-- BEGIN SELECTED TEXT --
But the reality reflects otherwise: Meta’s Reality Labs department continues to incur expenses rather than generate revenue. The department only created $440 million worth of sales in the first quarter, while its losses hit $3.85 billion, and its total cumulative losses since 2020 reached $45 billion.

“I think it’s worth calling that out—that we’ve historically seen a lot of volatility in our stock during this phase of our product playbook where we’re investing in scaling a new product but aren’t yet monetizing it,” Zuckerberg said. 

With this shift in focus, the billionaire CEO emphasized that “there are several ways to build a massive business here, including scaling business messaging and introducing ads or paid content into AI interactions.”

Meta’s finance chief, Susan Li, echoed Zuckerberg’s statement and believes that before it can generate profit, Meta has to develop advanced models and scale products.
-- END SELECTED TEXT --
## EXERCISE PROMPT
Continue the passage on Meta's Reality Labs losses and its plans to monetize AI, beginning after its final sentence.
-- BEGIN PROVIDED INFORMATION --
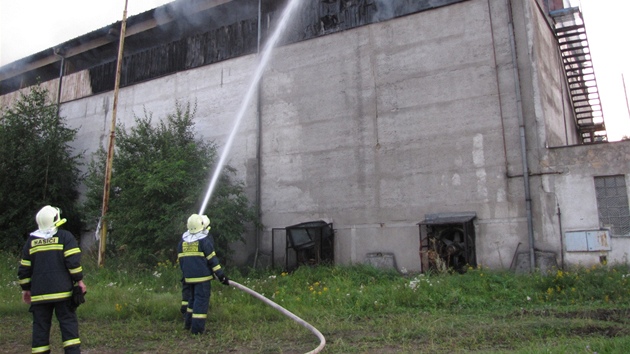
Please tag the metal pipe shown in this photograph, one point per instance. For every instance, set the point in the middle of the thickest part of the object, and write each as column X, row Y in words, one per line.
column 258, row 144
column 61, row 70
column 110, row 149
column 320, row 336
column 523, row 138
column 561, row 239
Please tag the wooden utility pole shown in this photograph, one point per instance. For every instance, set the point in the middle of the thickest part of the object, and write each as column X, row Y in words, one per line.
column 110, row 149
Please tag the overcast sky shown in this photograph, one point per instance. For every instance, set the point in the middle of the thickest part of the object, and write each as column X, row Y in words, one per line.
column 30, row 26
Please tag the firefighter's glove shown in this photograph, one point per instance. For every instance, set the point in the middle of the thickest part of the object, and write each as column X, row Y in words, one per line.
column 223, row 279
column 78, row 296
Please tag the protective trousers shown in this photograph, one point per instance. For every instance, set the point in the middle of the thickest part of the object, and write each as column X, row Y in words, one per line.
column 68, row 323
column 198, row 303
column 185, row 299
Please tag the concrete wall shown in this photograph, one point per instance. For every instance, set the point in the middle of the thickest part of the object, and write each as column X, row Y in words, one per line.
column 573, row 188
column 375, row 127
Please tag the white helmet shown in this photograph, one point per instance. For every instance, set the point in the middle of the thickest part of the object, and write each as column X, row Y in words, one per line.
column 48, row 218
column 206, row 222
column 195, row 223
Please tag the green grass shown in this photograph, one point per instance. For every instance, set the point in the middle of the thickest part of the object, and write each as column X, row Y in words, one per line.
column 358, row 309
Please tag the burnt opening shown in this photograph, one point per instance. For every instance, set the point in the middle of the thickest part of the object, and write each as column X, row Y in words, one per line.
column 449, row 242
column 308, row 243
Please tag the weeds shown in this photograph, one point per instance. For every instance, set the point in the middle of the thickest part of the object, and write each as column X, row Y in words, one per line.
column 359, row 309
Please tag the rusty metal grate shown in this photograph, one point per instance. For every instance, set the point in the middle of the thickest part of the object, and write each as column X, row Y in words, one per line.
column 612, row 204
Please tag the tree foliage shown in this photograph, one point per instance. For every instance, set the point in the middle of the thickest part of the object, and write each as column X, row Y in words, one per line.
column 37, row 167
column 159, row 176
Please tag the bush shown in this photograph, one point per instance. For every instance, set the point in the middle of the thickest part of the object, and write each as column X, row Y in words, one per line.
column 37, row 167
column 159, row 175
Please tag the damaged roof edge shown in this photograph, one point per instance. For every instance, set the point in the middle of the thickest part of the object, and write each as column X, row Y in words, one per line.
column 105, row 35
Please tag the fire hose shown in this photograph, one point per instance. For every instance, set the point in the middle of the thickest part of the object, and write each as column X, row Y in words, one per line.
column 322, row 340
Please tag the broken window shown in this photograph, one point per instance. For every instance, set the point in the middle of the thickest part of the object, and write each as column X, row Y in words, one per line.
column 308, row 243
column 612, row 204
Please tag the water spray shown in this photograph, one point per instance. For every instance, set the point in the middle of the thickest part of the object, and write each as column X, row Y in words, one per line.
column 271, row 42
column 264, row 60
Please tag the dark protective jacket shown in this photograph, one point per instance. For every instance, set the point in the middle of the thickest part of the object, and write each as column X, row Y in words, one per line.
column 50, row 266
column 198, row 260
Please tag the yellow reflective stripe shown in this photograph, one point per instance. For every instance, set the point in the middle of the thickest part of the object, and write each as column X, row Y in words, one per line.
column 72, row 251
column 56, row 296
column 189, row 254
column 40, row 349
column 198, row 280
column 46, row 248
column 71, row 342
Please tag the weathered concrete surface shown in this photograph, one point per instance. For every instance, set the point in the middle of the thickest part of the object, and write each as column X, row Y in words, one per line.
column 374, row 127
column 574, row 190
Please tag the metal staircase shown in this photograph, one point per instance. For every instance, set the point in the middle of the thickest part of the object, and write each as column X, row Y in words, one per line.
column 580, row 75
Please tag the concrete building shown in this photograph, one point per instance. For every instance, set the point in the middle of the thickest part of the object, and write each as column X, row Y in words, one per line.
column 427, row 133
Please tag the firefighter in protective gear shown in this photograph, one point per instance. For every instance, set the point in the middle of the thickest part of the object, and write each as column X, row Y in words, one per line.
column 199, row 264
column 49, row 269
column 186, row 287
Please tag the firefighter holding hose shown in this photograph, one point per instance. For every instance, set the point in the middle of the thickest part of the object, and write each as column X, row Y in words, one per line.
column 199, row 264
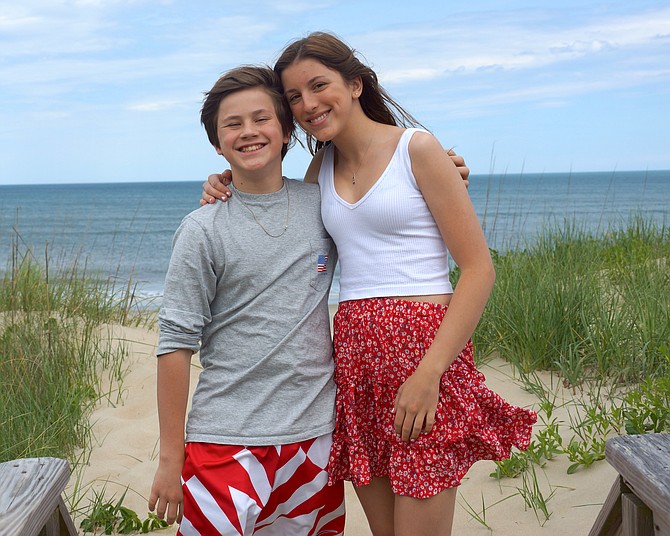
-- END PROVIDED INFORMATION --
## EXERCISE RESPONSE
“While there is tremendous long-term potential, we’re just much earlier on the return curve,” Li pointed out.

Meanwhile, Zuckerberg appealed to investors and told them that they would well be rewarded if they took the risk.

“Historically, investing to build these new scaled experiences in our apps has been a very good long-term investment for us and for investors who stuck with us, and the initial signs are quite positive here too,” Zuckerberg said. 

“But building a leading AI will also be a larger undertaking than the other experiences we’ve added to our apps, and this is likely going to take several years.”